- Task objective: Render the rows below as a numbered list, starting with the line that contains "target | small yellow sign" and going on through the line that contains "x=427, y=444", with blank lines left out.

* * * * * * *

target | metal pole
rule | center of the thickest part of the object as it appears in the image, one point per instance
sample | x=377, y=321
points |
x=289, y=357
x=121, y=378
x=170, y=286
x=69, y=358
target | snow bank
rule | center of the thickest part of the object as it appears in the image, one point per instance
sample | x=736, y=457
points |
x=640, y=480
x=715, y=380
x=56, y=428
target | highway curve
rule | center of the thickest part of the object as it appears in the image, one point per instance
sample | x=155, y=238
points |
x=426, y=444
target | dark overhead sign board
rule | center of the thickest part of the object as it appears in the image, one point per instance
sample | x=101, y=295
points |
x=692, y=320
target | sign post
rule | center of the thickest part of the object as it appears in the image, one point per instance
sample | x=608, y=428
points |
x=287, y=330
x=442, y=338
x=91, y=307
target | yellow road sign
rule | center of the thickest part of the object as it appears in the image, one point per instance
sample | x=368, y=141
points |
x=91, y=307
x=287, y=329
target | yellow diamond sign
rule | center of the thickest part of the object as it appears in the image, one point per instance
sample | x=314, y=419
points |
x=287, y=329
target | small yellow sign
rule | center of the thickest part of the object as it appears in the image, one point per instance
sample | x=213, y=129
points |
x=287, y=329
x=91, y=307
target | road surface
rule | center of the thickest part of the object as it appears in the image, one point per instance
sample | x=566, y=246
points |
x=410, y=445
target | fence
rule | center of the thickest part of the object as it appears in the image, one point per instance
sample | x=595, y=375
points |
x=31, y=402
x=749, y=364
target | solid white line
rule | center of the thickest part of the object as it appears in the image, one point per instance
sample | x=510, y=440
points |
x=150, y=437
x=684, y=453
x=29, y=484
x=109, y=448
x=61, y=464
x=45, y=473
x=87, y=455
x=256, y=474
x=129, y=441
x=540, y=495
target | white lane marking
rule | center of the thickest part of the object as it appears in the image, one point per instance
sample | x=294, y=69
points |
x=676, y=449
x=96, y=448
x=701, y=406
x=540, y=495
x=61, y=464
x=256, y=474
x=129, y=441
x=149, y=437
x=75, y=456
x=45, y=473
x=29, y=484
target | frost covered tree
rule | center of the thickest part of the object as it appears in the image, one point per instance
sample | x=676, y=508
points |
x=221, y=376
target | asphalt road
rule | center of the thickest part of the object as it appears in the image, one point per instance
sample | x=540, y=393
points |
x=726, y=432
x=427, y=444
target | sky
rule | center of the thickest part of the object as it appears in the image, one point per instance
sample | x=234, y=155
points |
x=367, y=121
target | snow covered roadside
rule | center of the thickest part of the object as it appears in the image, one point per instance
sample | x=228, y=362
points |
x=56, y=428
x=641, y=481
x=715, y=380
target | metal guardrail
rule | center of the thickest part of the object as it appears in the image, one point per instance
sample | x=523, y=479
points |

* * * * * * *

- Worked solution:
1. target | small yellow sign
2. rule | center of the thickest part of the object as it appears in the image, one point per instance
3. sample | x=213, y=129
4. points |
5. x=287, y=329
6. x=91, y=307
7. target | road surface
8. rule | center of the thickest part of the object as it appears in the image, one point per instance
9. sample | x=566, y=246
10. points |
11. x=410, y=445
12. target | fence
13. rule | center of the thickest part of the object as it appears in the image, one point per instance
14. sample | x=595, y=375
15. points |
16. x=31, y=402
17. x=749, y=364
18. target | solid white line
19. rule | center of the thickest part of the object as it appears in the image, one point per instance
20. sample | x=510, y=440
21. points |
22. x=150, y=437
23. x=684, y=453
24. x=29, y=484
25. x=109, y=448
26. x=61, y=464
27. x=45, y=473
28. x=87, y=455
29. x=256, y=474
30. x=129, y=441
31. x=540, y=495
32. target | white lane marking
33. rule | center of the thickest part of the object as it appears in the image, one point per instance
34. sample | x=294, y=69
35. points |
36. x=676, y=449
37. x=96, y=448
38. x=701, y=406
39. x=540, y=495
40. x=61, y=464
41. x=256, y=474
42. x=129, y=441
43. x=149, y=437
44. x=75, y=456
45. x=45, y=473
46. x=29, y=484
47. target | frost covered tree
48. rule | center of the thickest part of the object as it appears in the image, one point per instance
49. sample | x=676, y=508
50. points |
51. x=221, y=376
52. target | asphalt road
53. rule | center of the thickest part of the object as it appears in the image, one point per instance
54. sample | x=540, y=393
55. points |
56. x=726, y=432
57. x=427, y=444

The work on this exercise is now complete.